* [O QUE FAZER]:
Copie fielmente todas as linhas dos dados a seguir, do início ao fim. Deixe as imagens fora da sua resposta.

* [TRECHO DOS DADOS]:
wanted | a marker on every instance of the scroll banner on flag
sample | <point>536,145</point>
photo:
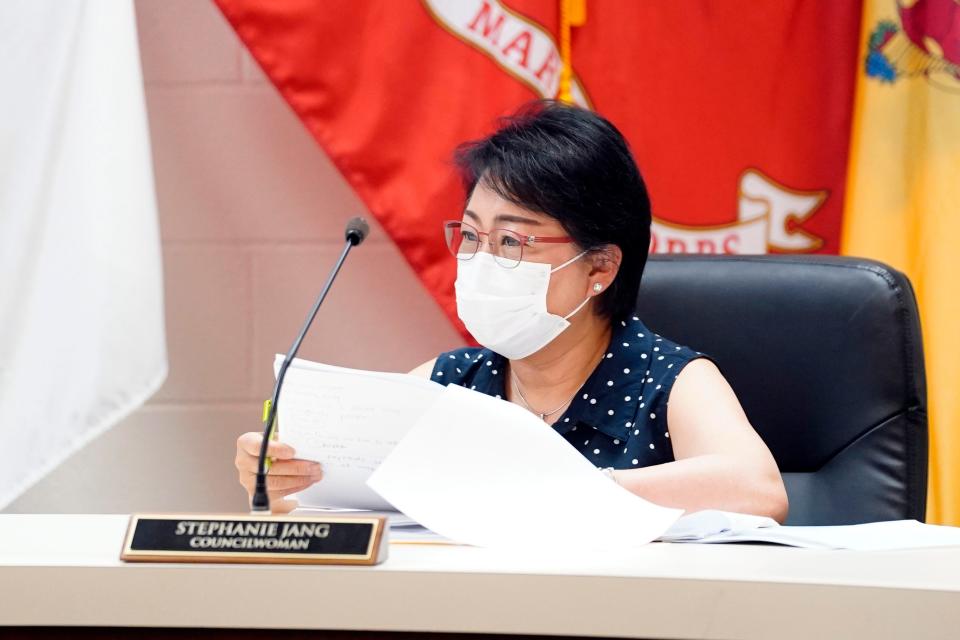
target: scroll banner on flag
<point>738,113</point>
<point>904,195</point>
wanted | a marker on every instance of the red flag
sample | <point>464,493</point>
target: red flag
<point>738,112</point>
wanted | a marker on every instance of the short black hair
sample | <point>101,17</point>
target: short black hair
<point>576,167</point>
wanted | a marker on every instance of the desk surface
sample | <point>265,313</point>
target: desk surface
<point>64,570</point>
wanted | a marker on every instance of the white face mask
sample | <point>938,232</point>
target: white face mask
<point>506,309</point>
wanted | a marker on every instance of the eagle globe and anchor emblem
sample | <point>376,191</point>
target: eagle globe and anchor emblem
<point>926,44</point>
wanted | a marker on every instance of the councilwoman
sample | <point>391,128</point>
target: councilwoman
<point>550,249</point>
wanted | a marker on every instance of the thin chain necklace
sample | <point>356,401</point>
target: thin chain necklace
<point>543,414</point>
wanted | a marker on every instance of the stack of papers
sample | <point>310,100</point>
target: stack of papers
<point>449,465</point>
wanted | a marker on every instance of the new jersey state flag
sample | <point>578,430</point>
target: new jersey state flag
<point>904,196</point>
<point>738,112</point>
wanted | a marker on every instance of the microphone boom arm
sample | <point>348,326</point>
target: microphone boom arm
<point>261,499</point>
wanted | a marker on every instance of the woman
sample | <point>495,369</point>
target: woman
<point>550,250</point>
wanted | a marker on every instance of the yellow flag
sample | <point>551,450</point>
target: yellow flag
<point>903,196</point>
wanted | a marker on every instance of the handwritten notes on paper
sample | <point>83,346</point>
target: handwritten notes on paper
<point>348,420</point>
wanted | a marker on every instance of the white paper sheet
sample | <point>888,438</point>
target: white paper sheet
<point>708,524</point>
<point>348,420</point>
<point>874,536</point>
<point>481,471</point>
<point>712,527</point>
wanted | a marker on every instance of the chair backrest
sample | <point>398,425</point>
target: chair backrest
<point>826,357</point>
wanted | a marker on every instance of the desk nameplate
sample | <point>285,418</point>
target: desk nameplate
<point>255,539</point>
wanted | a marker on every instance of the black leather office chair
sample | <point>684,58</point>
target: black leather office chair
<point>826,357</point>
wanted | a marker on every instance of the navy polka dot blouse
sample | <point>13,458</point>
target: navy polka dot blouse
<point>619,417</point>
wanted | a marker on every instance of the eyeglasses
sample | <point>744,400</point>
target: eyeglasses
<point>506,246</point>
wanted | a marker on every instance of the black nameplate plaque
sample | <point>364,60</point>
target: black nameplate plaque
<point>247,538</point>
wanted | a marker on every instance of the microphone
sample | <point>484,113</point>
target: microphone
<point>355,233</point>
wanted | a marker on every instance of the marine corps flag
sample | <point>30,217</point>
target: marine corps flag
<point>738,112</point>
<point>904,199</point>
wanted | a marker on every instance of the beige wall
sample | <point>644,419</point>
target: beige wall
<point>252,216</point>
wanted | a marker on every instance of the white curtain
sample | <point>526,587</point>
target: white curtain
<point>81,298</point>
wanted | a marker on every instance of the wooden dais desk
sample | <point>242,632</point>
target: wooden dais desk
<point>63,571</point>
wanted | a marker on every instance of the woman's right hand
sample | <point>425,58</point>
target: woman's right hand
<point>287,474</point>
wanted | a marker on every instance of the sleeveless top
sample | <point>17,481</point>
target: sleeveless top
<point>618,418</point>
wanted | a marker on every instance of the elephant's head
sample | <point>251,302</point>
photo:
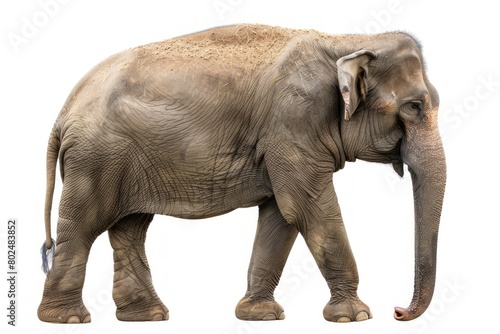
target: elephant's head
<point>390,115</point>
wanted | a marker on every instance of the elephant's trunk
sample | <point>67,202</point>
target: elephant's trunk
<point>422,151</point>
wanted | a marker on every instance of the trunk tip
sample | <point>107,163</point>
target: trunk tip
<point>404,314</point>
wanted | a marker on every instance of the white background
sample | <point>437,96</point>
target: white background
<point>199,267</point>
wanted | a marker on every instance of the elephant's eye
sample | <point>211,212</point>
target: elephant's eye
<point>411,110</point>
<point>416,105</point>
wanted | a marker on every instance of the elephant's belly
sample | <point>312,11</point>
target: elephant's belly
<point>201,196</point>
<point>198,204</point>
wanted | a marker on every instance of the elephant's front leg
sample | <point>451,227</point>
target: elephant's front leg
<point>273,241</point>
<point>133,291</point>
<point>327,240</point>
<point>307,199</point>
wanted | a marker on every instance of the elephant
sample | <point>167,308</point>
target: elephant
<point>231,117</point>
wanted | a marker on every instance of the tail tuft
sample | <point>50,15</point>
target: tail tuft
<point>48,256</point>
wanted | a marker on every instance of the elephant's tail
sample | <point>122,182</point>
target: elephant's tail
<point>49,246</point>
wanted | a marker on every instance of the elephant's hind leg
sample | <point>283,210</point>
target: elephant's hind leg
<point>133,291</point>
<point>62,296</point>
<point>273,241</point>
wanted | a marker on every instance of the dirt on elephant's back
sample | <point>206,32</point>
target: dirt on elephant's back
<point>250,46</point>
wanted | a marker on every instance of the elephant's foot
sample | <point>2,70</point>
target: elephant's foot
<point>136,312</point>
<point>347,311</point>
<point>63,314</point>
<point>248,309</point>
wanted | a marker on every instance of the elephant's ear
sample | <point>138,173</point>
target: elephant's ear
<point>352,72</point>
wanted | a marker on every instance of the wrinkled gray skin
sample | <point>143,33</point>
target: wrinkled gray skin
<point>235,117</point>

* [RESPOSTA ESPERADA]:
wanted | a marker on every instance of the scroll banner on flag
sample | <point>536,145</point>
photo:
target: scroll banner on flag
<point>738,113</point>
<point>904,195</point>
wanted | a marker on every instance of the red flag
sample | <point>464,493</point>
target: red flag
<point>738,112</point>
wanted | a marker on every instance of the short black hair
sample | <point>101,17</point>
target: short black hair
<point>576,167</point>
wanted | a marker on every instance of the desk surface
sample | <point>265,313</point>
target: desk surface
<point>64,570</point>
wanted | a marker on every instance of the white face mask
sample | <point>938,232</point>
target: white face mask
<point>506,309</point>
wanted | a marker on every instance of the eagle globe and anchor emblem
sample | <point>376,191</point>
target: eagle globe and anchor emblem
<point>926,44</point>
wanted | a marker on every instance of the councilwoman
sample | <point>391,128</point>
target: councilwoman
<point>550,249</point>
wanted | a marker on every instance of the thin chain necklace
sample | <point>356,401</point>
target: thin chain necklace
<point>543,414</point>
wanted | a marker on every instance of the stack of papers
sample | <point>310,100</point>
target: stack of papers
<point>449,465</point>
wanted | a marker on every instance of the new jersey state flag
sample | <point>578,430</point>
target: new jersey state flag
<point>904,196</point>
<point>738,112</point>
wanted | a marker on every instance of the microphone boom arm
sample | <point>348,326</point>
target: microphone boom arm
<point>261,499</point>
wanted | a marker on every instance of the woman
sample | <point>495,369</point>
target: woman
<point>550,250</point>
wanted | a marker on every instance of the yellow flag
sample | <point>551,450</point>
target: yellow flag
<point>903,196</point>
wanted | a marker on every instance of the handwritten notes on paper
sample | <point>83,346</point>
target: handwritten notes on paper
<point>348,420</point>
wanted | a marker on every instance of the white paper sheet
sample | <point>888,438</point>
target: white paper sheet
<point>708,524</point>
<point>348,420</point>
<point>874,536</point>
<point>481,471</point>
<point>712,527</point>
wanted | a marker on every instance of the chair backrest
sample | <point>398,425</point>
target: chair backrest
<point>826,357</point>
wanted | a marker on every instance of the desk nameplate
sample | <point>285,418</point>
target: desk nameplate
<point>255,539</point>
wanted | a marker on every instance of the black leather office chair
sample | <point>684,58</point>
target: black leather office chair
<point>826,357</point>
wanted | a marker on every instance of the navy polka dot blouse
sample | <point>13,458</point>
target: navy polka dot blouse
<point>619,417</point>
wanted | a marker on every instance of the eyeglasses
sample | <point>744,400</point>
target: eyeglasses
<point>506,246</point>
wanted | a marker on every instance of the black nameplate plaque
sample | <point>364,60</point>
target: black nameplate plaque
<point>247,538</point>
wanted | a marker on every instance of the microphone
sample | <point>484,113</point>
target: microphone
<point>355,233</point>
wanted | a marker on every instance of the marine corps flag
sample | <point>30,217</point>
target: marine corps flag
<point>738,112</point>
<point>904,199</point>
wanted | a marker on every instance of the beige wall
sample | <point>644,419</point>
target: beige wall
<point>252,216</point>
wanted | a marker on every instance of the white curtain
sample | <point>526,587</point>
target: white curtain
<point>81,298</point>
wanted | a marker on every instance of the wooden dais desk
sample | <point>242,632</point>
target: wooden dais desk
<point>63,571</point>
wanted | a marker on every instance of the woman's right hand
sample | <point>425,58</point>
target: woman's right hand
<point>287,474</point>
wanted | a marker on every instance of the sleeveless top
sample | <point>17,481</point>
target: sleeveless top
<point>618,418</point>
wanted | a marker on every instance of the elephant's head
sample | <point>251,302</point>
photo:
target: elephant's head
<point>390,115</point>
wanted | a marker on every instance of the elephant's trunk
sample | <point>67,202</point>
target: elephant's trunk
<point>422,151</point>
wanted | a marker on every instance of the trunk tip
sample | <point>107,163</point>
target: trunk tip
<point>404,314</point>
wanted | a marker on every instance of the white background
sample | <point>437,96</point>
target: white background
<point>199,267</point>
wanted | a marker on every instance of the elephant's eye
sample | <point>211,212</point>
target: elephant's eye
<point>411,110</point>
<point>416,105</point>
wanted | a marker on every instance of the elephant's belly
sample | <point>312,11</point>
target: elephant's belly
<point>201,196</point>
<point>198,204</point>
wanted | a marker on every instance of the elephant's front leg
sample | <point>451,227</point>
target: elephant's front leg
<point>273,241</point>
<point>133,291</point>
<point>327,240</point>
<point>307,199</point>
wanted | a marker on every instance of the elephant
sample | <point>167,308</point>
target: elephant
<point>231,117</point>
wanted | a marker on every instance of the tail tuft
sample | <point>50,15</point>
target: tail tuft
<point>48,256</point>
wanted | a marker on every instance of the elephant's tail
sample | <point>122,182</point>
target: elephant's tail
<point>49,246</point>
wanted | a marker on every instance of the elephant's hind leg
sample | <point>283,210</point>
target: elephant's hind leg
<point>133,291</point>
<point>62,296</point>
<point>273,241</point>
wanted | a marker on every instance of the dirt on elephant's back
sample | <point>206,32</point>
target: dirt on elephant's back
<point>250,46</point>
wanted | a marker on every instance of the elephant's foot
sample | <point>2,70</point>
target: elephant's foot
<point>136,312</point>
<point>347,311</point>
<point>63,314</point>
<point>248,309</point>
wanted | a marker on every instance of the elephant's ear
sample | <point>138,173</point>
target: elephant's ear
<point>352,72</point>
wanted | a marker on every instance of the wrinkled gray skin
sample | <point>143,33</point>
target: wrinkled gray skin
<point>235,117</point>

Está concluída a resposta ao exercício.